++++ AVAILABLE DATA ++++
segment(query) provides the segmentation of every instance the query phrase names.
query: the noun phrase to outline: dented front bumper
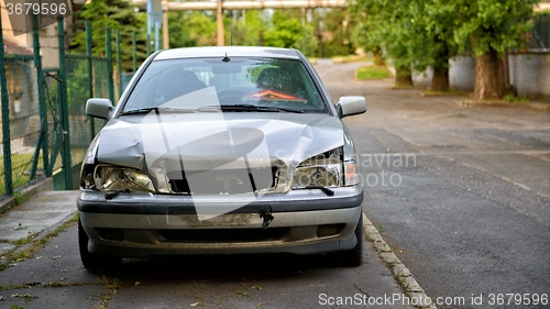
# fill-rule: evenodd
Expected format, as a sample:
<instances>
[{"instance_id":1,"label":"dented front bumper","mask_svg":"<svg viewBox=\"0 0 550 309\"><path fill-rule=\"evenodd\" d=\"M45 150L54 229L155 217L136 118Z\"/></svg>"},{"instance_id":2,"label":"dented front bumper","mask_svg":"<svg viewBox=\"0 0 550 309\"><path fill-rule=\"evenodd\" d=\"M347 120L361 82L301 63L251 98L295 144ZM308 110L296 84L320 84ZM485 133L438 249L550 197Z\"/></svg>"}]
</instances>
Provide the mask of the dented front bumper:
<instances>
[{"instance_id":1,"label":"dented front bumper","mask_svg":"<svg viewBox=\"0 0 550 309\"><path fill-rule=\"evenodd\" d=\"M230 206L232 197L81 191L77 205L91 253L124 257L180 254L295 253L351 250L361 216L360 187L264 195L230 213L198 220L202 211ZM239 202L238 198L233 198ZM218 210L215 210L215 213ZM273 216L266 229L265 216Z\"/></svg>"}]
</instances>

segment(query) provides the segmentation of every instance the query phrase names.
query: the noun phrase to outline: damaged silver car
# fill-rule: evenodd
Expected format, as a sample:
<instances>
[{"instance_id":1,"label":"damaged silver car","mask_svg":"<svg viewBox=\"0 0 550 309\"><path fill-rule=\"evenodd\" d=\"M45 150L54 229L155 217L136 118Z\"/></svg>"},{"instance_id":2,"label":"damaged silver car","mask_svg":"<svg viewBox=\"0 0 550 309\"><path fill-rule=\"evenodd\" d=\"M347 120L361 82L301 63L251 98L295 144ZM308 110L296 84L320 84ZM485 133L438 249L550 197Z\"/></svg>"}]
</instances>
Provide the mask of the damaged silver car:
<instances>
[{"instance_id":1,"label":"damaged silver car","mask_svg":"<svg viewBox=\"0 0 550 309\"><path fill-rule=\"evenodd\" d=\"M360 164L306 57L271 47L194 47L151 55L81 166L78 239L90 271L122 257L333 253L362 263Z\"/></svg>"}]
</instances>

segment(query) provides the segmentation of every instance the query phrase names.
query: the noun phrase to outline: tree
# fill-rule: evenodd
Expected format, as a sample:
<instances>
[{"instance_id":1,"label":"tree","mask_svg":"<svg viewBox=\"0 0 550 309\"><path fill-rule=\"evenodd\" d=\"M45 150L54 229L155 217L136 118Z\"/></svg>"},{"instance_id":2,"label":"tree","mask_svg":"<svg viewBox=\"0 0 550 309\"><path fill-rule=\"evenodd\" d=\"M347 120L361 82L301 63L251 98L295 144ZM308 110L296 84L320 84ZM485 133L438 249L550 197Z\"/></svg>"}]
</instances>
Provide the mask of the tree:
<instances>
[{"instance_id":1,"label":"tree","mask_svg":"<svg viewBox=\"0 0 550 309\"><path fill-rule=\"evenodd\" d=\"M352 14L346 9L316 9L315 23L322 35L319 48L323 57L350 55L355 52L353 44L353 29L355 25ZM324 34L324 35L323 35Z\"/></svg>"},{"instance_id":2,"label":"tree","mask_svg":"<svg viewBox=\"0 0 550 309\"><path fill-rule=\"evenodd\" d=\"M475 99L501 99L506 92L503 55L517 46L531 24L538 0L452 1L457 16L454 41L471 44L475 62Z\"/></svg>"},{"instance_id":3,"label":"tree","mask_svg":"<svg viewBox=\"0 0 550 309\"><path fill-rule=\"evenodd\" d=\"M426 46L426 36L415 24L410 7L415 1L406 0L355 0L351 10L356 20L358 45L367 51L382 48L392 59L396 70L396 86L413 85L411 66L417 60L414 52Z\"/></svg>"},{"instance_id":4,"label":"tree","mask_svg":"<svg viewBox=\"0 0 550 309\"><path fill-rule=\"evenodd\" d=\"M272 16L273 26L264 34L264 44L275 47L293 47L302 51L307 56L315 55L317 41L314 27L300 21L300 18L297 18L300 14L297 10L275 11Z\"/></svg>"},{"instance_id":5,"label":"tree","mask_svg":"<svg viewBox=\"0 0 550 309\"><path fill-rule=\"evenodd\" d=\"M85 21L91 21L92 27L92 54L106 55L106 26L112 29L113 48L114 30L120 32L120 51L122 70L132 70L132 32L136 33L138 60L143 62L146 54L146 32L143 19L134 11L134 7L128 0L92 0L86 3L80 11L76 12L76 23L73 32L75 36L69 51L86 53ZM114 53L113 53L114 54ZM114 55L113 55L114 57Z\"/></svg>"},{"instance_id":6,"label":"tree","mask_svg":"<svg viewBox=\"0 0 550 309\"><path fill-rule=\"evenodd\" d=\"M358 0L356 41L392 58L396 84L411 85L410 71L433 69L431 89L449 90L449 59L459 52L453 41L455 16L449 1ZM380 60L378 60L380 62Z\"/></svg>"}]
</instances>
++++
++++ AVAILABLE DATA ++++
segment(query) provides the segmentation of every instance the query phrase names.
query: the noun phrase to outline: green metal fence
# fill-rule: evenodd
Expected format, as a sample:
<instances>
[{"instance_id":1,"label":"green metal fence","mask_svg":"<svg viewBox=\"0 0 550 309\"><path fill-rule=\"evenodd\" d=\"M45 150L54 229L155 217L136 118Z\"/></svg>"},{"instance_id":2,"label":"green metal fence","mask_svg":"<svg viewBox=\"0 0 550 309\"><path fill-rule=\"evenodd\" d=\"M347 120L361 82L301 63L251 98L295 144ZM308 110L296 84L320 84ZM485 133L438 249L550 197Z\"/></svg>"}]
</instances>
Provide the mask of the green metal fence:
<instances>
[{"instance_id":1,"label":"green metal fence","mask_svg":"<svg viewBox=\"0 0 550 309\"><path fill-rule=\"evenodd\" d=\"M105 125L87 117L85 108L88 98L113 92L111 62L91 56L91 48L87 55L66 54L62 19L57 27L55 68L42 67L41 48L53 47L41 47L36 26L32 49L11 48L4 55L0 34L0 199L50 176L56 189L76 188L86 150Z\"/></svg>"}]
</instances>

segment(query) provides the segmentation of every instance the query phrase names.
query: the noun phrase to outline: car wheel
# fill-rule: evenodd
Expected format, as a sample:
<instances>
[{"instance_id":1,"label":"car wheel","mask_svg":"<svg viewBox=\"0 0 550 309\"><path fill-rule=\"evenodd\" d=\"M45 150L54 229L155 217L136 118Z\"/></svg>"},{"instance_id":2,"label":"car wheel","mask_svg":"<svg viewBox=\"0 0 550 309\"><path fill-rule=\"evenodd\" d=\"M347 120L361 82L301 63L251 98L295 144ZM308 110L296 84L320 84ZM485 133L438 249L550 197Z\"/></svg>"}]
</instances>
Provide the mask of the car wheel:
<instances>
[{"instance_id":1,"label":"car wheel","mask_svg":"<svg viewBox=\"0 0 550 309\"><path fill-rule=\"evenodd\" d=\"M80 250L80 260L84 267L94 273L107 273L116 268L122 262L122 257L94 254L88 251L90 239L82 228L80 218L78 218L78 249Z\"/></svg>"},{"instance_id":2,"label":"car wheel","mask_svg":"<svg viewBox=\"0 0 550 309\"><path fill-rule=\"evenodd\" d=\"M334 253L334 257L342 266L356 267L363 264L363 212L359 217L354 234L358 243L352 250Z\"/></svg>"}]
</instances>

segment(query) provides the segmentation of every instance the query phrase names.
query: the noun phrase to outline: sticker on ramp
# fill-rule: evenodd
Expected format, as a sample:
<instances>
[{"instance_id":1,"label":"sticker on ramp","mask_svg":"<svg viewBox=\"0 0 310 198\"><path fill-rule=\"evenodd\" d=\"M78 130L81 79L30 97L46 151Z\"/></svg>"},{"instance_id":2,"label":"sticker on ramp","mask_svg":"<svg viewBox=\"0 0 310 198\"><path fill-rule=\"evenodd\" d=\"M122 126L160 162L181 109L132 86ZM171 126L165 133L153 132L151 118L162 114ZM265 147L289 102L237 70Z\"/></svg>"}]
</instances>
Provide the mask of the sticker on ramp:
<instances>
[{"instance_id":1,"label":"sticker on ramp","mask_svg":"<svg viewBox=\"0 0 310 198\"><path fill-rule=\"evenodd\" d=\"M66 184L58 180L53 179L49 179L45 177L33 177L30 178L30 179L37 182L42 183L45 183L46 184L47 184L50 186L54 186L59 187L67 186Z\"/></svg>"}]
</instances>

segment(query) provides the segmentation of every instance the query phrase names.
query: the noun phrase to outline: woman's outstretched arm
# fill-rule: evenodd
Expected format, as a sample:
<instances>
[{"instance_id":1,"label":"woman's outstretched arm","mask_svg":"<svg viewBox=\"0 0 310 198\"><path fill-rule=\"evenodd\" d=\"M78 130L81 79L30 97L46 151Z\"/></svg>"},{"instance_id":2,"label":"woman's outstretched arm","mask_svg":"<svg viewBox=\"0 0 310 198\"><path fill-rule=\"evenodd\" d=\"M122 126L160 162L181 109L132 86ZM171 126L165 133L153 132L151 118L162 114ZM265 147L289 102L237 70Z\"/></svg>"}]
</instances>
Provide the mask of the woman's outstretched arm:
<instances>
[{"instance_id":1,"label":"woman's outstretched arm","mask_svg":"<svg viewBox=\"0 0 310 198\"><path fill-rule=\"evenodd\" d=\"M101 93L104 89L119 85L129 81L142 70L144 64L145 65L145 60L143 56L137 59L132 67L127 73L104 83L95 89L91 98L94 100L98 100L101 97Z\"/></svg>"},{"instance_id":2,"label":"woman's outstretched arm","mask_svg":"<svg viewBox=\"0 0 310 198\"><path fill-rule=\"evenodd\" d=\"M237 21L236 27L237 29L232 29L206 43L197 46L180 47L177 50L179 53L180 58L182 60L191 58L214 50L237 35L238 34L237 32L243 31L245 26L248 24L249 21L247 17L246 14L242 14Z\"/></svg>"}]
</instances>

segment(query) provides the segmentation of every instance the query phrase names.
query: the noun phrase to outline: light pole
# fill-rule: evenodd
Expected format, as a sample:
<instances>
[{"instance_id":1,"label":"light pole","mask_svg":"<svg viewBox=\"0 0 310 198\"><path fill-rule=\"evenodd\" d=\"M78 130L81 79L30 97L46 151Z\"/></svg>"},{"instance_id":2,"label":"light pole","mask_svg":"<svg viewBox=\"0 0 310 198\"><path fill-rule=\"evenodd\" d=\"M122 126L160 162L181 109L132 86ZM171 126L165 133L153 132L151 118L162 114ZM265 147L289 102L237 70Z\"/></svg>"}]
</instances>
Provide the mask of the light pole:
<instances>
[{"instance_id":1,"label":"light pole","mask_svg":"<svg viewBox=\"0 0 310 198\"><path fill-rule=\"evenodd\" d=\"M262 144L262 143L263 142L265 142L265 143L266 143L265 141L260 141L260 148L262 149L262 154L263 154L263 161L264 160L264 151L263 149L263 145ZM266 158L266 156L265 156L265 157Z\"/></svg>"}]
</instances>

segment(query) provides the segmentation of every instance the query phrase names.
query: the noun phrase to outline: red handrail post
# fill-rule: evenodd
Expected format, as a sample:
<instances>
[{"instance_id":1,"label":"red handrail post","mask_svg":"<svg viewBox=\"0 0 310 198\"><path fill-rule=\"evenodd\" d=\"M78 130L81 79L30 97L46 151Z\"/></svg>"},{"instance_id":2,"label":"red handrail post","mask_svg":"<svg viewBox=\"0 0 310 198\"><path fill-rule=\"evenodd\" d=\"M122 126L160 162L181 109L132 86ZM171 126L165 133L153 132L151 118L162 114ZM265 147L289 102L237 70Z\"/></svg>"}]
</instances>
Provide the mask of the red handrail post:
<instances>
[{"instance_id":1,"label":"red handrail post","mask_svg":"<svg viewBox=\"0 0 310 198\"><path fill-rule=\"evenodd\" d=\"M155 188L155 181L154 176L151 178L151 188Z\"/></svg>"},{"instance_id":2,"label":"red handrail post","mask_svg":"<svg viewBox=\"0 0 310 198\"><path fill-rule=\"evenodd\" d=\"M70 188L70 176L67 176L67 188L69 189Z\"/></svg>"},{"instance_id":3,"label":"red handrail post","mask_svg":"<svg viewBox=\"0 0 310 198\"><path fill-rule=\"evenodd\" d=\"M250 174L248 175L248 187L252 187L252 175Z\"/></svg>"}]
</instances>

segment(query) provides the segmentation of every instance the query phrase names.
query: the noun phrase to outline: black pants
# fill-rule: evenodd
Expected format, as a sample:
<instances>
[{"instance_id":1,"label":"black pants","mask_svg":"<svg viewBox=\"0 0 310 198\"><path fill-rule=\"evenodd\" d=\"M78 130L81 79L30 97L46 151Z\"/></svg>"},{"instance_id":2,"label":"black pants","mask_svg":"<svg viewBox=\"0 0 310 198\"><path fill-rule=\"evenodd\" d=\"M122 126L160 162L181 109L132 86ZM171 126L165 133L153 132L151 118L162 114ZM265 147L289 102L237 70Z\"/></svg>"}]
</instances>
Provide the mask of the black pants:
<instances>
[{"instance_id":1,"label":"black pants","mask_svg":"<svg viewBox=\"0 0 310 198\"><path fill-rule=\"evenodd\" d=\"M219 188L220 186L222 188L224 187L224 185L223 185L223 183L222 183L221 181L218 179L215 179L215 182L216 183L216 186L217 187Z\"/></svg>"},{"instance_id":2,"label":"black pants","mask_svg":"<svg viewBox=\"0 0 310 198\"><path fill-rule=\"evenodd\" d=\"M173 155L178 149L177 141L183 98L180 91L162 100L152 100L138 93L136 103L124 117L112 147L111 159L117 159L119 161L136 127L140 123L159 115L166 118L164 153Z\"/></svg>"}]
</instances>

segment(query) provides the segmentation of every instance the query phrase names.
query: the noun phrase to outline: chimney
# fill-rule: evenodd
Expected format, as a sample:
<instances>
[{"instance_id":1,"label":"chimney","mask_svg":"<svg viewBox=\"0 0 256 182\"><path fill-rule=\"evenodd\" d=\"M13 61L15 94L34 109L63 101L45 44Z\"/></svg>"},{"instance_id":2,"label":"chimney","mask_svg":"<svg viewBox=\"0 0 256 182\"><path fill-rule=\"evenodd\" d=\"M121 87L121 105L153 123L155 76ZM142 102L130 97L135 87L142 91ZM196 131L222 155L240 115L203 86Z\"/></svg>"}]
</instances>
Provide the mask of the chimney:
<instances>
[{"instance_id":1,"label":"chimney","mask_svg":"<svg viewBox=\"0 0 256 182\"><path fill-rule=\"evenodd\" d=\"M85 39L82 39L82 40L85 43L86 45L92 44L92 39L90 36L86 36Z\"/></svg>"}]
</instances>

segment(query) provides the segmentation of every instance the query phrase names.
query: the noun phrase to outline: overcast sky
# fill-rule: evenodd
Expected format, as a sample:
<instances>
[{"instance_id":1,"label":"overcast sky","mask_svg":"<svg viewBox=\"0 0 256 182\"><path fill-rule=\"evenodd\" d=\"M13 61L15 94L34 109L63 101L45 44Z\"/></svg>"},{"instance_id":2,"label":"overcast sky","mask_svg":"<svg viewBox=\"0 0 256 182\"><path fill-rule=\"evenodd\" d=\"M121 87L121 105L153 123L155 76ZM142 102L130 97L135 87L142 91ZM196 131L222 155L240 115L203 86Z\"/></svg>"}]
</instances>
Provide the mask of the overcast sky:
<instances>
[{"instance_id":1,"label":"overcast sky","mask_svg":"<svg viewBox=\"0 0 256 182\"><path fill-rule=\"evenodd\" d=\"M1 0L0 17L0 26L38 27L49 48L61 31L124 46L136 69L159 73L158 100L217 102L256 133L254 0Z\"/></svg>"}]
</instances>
++++
STATED GOAL - Count how many lines of the records above contain the word "fence", with case counting. Give only the number.

THE RESPONSE - 4